**EXERCISE DESCRIPTION:**
Copy the following lines verbatim, covering all the records.

**EXTRACTED DATA:**

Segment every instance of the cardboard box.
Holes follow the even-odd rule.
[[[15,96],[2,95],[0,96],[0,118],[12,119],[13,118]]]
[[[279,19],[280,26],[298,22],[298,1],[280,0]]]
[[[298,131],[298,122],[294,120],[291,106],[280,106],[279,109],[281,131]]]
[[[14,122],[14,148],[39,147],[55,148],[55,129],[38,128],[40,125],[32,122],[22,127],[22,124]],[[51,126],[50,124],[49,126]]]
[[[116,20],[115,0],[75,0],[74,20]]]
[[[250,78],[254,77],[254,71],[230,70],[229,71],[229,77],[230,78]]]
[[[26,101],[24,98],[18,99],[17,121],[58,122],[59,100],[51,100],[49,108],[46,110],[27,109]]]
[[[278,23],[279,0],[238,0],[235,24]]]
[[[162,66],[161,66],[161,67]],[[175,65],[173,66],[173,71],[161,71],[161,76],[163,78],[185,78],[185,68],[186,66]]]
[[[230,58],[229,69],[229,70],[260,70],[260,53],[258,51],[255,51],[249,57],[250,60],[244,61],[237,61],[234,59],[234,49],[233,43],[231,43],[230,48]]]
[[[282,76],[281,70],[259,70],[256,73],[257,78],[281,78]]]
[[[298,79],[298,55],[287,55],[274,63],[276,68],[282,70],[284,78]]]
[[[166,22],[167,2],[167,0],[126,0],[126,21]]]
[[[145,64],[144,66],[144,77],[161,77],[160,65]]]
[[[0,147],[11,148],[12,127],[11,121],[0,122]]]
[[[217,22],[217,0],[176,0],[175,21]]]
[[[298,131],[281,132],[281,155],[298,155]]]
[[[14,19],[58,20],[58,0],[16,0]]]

**PROBLEM SOLUTION:**
Segment every instance of the cardboard box.
Holes follow the even-odd rule.
[[[15,96],[2,95],[0,96],[0,118],[12,119],[13,118]]]
[[[279,19],[280,26],[298,22],[298,1],[280,0]]]
[[[298,131],[298,122],[294,120],[291,106],[280,106],[279,109],[281,131]]]
[[[14,122],[14,148],[39,147],[55,148],[55,129],[38,128],[40,125],[32,122],[22,127],[22,124]],[[51,126],[50,124],[49,126]]]
[[[116,20],[115,0],[75,0],[74,20]]]
[[[250,78],[254,77],[254,71],[230,70],[229,71],[229,77],[230,78]]]
[[[26,101],[24,98],[18,99],[17,121],[58,122],[59,100],[51,100],[49,108],[46,110],[27,109]]]
[[[278,23],[279,0],[238,0],[235,24]]]
[[[162,66],[161,66],[161,67]],[[175,65],[173,66],[173,71],[161,71],[161,76],[163,78],[185,78],[185,68],[186,66]]]
[[[230,58],[229,69],[229,70],[260,70],[260,53],[258,51],[255,51],[249,57],[250,60],[244,61],[237,61],[234,59],[234,49],[233,43],[231,43],[230,48]]]
[[[282,76],[281,70],[259,70],[256,73],[257,78],[281,78]]]
[[[298,79],[298,55],[287,55],[274,63],[276,68],[282,70],[284,78]]]
[[[166,22],[167,2],[167,0],[126,0],[126,21]]]
[[[145,64],[144,66],[144,77],[161,77],[160,65]]]
[[[0,147],[11,148],[12,127],[11,121],[0,122]]]
[[[217,22],[217,0],[176,0],[175,21]]]
[[[298,131],[281,132],[281,155],[298,155]]]
[[[14,19],[58,20],[58,0],[16,0]]]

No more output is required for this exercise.